**DATA EXCERPTS**
◇ ◇ ◇ ◇
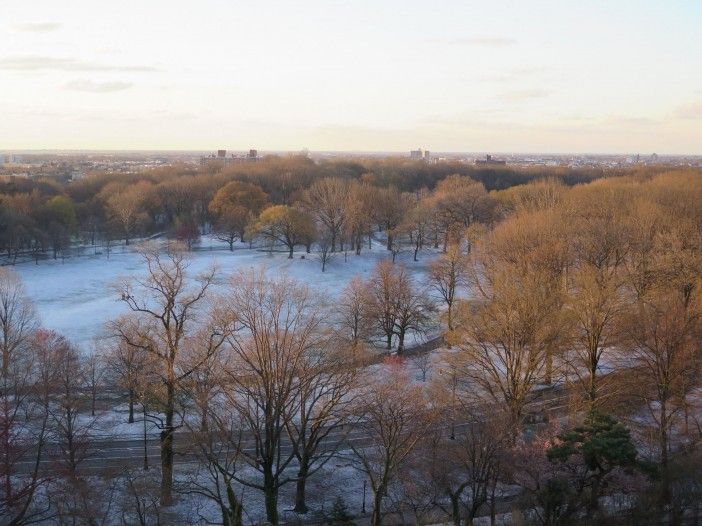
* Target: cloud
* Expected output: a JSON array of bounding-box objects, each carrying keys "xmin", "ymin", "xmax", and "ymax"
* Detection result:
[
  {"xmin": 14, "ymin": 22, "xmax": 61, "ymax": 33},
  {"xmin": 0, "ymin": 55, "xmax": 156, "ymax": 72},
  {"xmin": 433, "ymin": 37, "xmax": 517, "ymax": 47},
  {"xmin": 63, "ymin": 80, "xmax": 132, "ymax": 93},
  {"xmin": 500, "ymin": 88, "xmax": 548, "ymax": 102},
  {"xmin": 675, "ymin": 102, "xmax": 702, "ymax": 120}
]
◇ ◇ ◇ ◇
Rewrite the listing above as a numbered list with one line per item. Leave out the picture and any blank lines.

**PROBLEM SOLUTION**
1. * Target: cloud
2. * Expected output: a JSON array of bounding-box objects, each carrying keys "xmin", "ymin", "xmax", and "ymax"
3. * Detection result:
4. [
5.   {"xmin": 14, "ymin": 22, "xmax": 61, "ymax": 33},
6.   {"xmin": 0, "ymin": 55, "xmax": 156, "ymax": 72},
7.   {"xmin": 433, "ymin": 37, "xmax": 517, "ymax": 47},
8.   {"xmin": 63, "ymin": 80, "xmax": 132, "ymax": 93},
9.   {"xmin": 500, "ymin": 88, "xmax": 548, "ymax": 102},
10.   {"xmin": 675, "ymin": 102, "xmax": 702, "ymax": 120}
11. ]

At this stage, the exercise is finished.